- SUPPLIED TEXT

Say you have a car loan for $10000 at 9%. That's costing you 9% interest per year on every dollar borrowed.
If you invest the money, it's unlikely that you'd get 9%. However, to come out in front, you'd actually need to earn more like 12%, because the interest you recieve is taxable income, and you'd have to pay tax on it. So that isn't as cost effective as putting the money on the car loan. Every dollar extra you put on the car loan in the above example would save you money.
Paying off the car loan instantly saves you a regular expense. That frees up money you can save to invest down the track. Forget trying to 'time the market'. You'll end up losing money if you invest now and are still making car payments. If you've got outstanding debt, your priority needs to be clearing the debt, not investing. The debt is eating your money and sabotaging your efforts to save and invest.

- WRITTEN INSTRUCTION A
Could you duplicate, word for word, the part of the car loan passage above starting with "Say you have" and going on through "save and invest."?

- ITEMS
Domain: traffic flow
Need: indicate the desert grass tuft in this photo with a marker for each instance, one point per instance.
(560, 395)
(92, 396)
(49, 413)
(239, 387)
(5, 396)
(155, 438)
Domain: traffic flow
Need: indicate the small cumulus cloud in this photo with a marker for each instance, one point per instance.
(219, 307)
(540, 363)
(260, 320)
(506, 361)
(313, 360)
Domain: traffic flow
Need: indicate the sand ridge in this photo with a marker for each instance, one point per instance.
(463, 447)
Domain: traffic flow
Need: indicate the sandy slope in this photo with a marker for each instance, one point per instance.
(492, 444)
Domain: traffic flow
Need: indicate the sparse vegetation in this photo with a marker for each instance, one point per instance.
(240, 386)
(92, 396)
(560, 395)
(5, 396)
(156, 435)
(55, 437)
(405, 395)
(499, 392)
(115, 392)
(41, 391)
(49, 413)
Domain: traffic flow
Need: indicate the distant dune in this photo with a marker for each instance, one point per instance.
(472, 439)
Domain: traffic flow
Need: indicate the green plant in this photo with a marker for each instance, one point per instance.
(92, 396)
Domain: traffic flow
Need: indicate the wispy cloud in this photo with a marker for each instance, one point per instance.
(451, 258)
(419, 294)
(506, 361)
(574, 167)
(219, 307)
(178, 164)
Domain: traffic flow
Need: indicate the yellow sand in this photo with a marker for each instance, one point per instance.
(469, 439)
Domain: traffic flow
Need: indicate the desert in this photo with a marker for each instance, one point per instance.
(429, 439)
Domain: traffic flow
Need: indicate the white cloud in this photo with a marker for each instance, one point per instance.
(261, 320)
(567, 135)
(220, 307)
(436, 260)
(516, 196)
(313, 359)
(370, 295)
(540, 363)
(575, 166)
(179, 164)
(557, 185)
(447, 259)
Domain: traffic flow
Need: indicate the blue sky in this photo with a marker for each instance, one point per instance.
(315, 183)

---

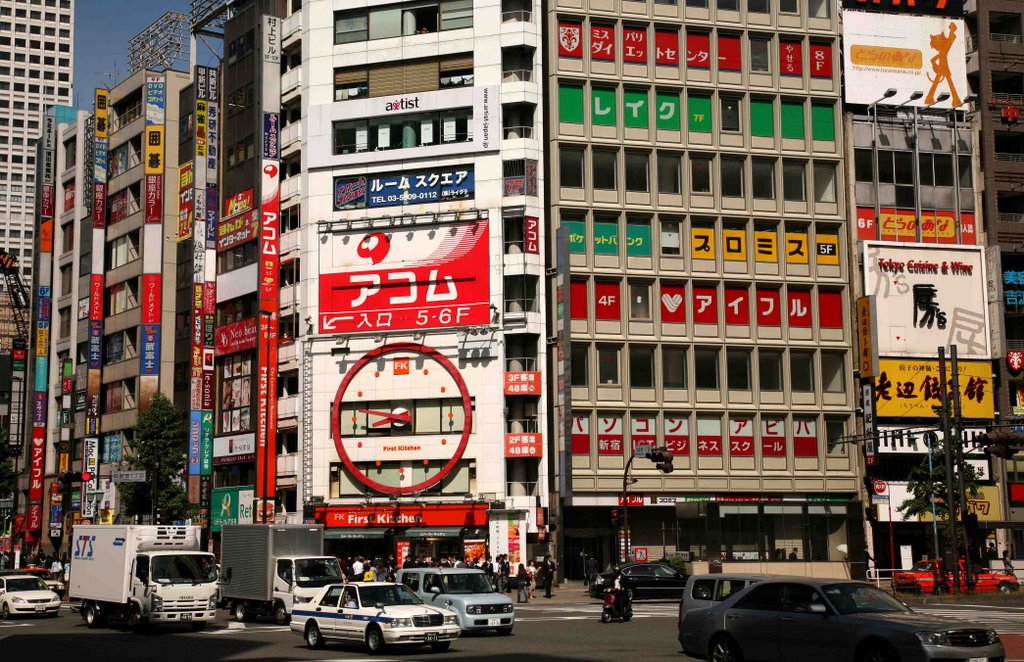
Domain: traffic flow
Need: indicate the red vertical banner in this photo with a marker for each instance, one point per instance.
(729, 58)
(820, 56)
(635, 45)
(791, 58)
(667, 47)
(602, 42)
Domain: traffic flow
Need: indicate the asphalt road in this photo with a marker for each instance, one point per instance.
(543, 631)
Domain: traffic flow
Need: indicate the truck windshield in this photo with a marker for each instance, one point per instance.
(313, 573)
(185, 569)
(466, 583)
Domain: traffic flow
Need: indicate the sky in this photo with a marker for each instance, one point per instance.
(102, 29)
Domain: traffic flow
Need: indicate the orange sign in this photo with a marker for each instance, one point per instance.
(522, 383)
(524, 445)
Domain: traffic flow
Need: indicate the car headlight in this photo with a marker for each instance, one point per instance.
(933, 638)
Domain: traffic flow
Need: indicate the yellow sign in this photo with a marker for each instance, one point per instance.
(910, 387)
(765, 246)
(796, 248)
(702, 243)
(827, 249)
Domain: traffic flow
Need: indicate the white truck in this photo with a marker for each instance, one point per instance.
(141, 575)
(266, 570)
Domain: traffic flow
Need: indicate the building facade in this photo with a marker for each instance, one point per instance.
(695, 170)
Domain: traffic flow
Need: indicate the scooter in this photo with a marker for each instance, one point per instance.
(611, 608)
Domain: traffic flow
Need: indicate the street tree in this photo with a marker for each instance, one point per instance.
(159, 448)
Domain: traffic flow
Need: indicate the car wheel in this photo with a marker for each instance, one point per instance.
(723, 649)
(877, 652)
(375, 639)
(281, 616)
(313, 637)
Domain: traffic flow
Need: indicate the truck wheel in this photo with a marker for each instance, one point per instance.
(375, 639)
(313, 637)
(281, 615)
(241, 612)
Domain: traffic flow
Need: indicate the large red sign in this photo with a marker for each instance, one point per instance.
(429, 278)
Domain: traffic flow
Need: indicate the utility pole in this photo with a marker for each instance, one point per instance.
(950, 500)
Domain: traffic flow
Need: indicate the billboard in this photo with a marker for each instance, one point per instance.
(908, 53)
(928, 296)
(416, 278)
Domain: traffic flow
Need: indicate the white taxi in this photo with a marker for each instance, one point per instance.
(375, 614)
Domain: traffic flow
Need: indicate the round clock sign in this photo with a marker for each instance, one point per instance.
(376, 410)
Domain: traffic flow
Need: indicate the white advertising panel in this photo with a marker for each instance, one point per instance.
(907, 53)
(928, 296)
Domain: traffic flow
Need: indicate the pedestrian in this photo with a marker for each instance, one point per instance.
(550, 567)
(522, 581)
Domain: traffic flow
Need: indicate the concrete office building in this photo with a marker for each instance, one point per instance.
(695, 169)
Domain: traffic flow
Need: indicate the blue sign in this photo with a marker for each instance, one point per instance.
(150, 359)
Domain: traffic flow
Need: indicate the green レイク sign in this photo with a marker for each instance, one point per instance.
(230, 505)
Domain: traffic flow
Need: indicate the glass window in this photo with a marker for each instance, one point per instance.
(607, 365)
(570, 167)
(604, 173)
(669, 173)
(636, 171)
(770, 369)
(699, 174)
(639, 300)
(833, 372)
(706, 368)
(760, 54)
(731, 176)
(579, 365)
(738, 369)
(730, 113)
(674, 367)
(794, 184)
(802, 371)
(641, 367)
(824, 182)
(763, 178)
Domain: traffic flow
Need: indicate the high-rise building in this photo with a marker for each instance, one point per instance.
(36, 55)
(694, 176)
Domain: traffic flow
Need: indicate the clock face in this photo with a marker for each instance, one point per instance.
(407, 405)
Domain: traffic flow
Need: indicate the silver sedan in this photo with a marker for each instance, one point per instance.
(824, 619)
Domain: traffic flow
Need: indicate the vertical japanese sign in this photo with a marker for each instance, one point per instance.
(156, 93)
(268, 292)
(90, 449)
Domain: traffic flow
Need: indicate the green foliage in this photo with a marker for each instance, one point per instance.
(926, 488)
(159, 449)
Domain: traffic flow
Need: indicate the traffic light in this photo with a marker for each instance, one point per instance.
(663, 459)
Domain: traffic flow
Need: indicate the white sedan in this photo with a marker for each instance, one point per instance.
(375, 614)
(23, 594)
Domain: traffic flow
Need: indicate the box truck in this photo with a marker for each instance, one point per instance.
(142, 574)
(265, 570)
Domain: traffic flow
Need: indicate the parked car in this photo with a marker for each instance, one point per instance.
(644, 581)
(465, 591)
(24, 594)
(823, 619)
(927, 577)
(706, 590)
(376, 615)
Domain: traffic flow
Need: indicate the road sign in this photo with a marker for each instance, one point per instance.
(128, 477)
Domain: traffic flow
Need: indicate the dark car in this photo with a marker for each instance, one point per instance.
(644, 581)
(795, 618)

* * *

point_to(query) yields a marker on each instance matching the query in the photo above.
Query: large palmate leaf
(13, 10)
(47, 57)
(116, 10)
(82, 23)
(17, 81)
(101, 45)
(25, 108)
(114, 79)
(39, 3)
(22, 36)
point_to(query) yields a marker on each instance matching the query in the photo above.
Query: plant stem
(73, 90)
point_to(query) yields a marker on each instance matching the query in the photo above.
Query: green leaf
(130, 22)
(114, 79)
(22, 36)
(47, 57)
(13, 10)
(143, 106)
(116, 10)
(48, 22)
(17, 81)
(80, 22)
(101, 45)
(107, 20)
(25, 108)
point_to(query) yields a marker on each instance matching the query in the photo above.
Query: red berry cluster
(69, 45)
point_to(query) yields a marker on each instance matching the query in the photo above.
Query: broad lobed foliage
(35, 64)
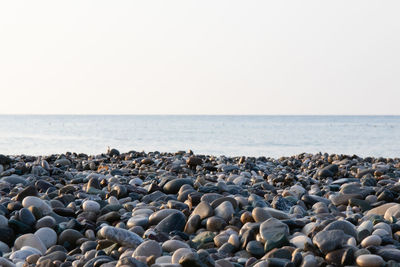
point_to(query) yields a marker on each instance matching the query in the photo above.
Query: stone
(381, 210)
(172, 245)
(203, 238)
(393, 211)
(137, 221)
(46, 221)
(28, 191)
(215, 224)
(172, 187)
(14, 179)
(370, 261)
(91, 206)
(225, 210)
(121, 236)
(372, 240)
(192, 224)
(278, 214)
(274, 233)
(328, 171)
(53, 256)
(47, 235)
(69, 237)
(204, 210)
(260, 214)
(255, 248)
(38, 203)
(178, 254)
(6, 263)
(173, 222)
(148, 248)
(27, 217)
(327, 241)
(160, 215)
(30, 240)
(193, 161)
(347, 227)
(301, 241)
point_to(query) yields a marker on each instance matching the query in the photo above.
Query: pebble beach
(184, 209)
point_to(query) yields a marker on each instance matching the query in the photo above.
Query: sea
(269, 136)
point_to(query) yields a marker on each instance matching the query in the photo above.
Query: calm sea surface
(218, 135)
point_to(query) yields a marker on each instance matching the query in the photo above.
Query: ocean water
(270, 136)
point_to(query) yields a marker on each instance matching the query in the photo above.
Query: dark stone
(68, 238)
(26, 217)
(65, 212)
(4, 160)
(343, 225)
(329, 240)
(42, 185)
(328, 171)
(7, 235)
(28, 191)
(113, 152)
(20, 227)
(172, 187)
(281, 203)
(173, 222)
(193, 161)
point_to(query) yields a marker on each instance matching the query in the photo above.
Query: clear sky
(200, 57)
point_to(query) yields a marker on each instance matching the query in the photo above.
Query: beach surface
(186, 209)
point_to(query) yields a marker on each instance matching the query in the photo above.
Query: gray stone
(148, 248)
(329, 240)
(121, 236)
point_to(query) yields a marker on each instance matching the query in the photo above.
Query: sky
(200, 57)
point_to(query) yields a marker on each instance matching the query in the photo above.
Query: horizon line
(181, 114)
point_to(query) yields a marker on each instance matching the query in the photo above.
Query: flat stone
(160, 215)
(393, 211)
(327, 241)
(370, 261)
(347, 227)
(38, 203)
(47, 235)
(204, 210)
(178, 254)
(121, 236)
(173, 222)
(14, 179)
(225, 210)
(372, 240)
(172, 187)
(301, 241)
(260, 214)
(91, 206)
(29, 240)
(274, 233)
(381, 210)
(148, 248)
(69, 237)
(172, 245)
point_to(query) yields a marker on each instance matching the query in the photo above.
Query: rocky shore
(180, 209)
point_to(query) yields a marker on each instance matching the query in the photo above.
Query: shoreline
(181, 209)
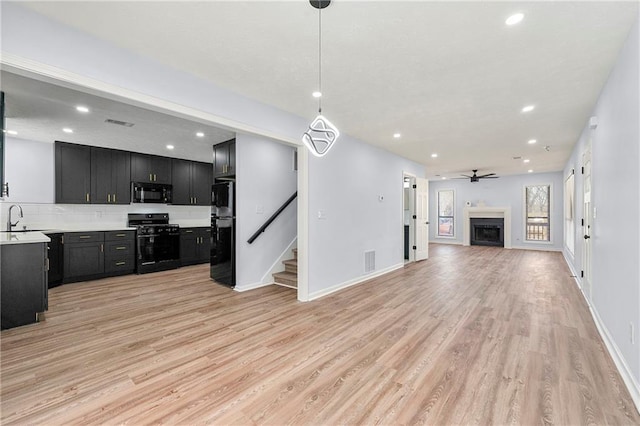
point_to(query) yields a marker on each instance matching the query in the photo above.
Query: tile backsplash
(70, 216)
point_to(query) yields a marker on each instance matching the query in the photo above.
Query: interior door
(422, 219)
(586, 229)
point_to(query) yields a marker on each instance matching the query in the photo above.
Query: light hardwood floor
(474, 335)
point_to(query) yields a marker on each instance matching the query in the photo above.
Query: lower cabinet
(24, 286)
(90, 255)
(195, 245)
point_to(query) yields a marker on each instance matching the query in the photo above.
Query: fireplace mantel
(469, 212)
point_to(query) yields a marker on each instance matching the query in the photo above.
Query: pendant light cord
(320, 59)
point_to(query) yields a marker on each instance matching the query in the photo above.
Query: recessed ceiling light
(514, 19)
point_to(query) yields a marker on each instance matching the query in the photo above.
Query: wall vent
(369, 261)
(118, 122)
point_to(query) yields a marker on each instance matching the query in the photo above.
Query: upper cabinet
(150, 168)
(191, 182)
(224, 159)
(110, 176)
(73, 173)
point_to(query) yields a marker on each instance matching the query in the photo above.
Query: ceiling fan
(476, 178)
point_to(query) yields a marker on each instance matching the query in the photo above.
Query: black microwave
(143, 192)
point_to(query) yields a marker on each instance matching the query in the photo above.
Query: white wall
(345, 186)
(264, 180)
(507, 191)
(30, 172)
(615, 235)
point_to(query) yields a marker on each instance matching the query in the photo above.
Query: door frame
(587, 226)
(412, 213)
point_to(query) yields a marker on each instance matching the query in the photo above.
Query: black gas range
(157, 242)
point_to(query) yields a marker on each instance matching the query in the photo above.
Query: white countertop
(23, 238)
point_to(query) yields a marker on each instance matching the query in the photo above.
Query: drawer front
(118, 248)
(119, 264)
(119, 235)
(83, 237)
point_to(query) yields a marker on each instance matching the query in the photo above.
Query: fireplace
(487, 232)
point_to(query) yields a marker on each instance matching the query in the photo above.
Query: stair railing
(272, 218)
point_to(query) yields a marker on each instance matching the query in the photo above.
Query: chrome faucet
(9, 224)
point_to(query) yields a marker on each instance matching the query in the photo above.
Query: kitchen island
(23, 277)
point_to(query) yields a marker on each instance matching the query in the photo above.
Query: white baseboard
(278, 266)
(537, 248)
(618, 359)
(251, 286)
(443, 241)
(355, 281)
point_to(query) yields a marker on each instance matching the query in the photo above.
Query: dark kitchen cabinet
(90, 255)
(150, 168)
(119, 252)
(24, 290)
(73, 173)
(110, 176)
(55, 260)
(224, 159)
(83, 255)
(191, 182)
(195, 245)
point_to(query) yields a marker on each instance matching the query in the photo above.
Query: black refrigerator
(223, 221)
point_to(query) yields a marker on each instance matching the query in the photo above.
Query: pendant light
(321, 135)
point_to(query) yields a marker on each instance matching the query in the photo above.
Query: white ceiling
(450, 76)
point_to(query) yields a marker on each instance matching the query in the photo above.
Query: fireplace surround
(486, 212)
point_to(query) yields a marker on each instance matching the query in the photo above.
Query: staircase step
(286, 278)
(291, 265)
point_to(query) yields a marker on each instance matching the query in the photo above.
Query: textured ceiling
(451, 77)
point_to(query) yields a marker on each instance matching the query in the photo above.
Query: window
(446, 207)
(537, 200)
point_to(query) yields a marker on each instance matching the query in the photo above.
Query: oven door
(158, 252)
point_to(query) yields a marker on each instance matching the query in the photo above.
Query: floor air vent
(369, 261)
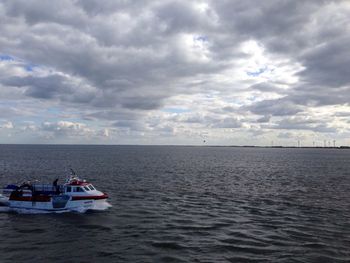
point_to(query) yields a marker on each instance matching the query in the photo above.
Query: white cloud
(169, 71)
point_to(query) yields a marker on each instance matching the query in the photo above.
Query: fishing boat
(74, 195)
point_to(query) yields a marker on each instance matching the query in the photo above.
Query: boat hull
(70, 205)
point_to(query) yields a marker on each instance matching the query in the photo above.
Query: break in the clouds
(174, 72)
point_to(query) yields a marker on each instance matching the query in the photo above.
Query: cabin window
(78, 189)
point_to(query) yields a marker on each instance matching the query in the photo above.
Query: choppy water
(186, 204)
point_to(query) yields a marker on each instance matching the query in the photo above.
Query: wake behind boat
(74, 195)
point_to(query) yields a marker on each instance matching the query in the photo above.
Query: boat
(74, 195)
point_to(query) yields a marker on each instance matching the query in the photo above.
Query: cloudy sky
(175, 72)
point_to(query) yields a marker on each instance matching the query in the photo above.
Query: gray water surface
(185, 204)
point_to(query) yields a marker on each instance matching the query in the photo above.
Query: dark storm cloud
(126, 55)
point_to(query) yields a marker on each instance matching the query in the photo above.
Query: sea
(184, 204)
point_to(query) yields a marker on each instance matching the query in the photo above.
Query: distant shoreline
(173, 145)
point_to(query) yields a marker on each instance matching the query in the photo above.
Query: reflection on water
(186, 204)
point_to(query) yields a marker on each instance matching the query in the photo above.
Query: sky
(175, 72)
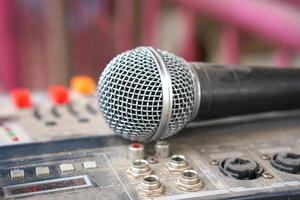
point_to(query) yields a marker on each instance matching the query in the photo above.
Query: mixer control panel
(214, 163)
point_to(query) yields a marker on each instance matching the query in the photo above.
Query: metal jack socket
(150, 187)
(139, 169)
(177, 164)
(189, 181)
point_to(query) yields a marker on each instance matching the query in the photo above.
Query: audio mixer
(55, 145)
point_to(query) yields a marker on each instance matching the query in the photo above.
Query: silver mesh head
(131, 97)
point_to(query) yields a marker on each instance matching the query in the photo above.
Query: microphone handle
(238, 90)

- WRITTEN INSTRUCTION B
Which lines in the listing above contain the string "cabinet"? Gather every one of them and copy each line in full.

- EXERCISE ANSWER A
Say you have a car loan for $10000 at 9%. That's costing you 9% interest per year on every dollar borrowed.
If you invest the money, it's unlikely that you'd get 9%. However, to come out in front, you'd actually need to earn more like 12%, because the interest you recieve is taxable income, and you'd have to pay tax on it. So that isn't as cost effective as putting the money on the car loan. Every dollar extra you put on the car loan in the above example would save you money.
Paying off the car loan instantly saves you a regular expense. That frees up money you can save to invest down the track. Forget trying to 'time the market'. You'll end up losing money if you invest now and are still making car payments. If you've got outstanding debt, your priority needs to be clearing the debt, not investing. The debt is eating your money and sabotaging your efforts to save and invest.

- EXERCISE ANSWER B
Query: lower cabinet
Query: upper cabinet
Query: dark kitchen cabinet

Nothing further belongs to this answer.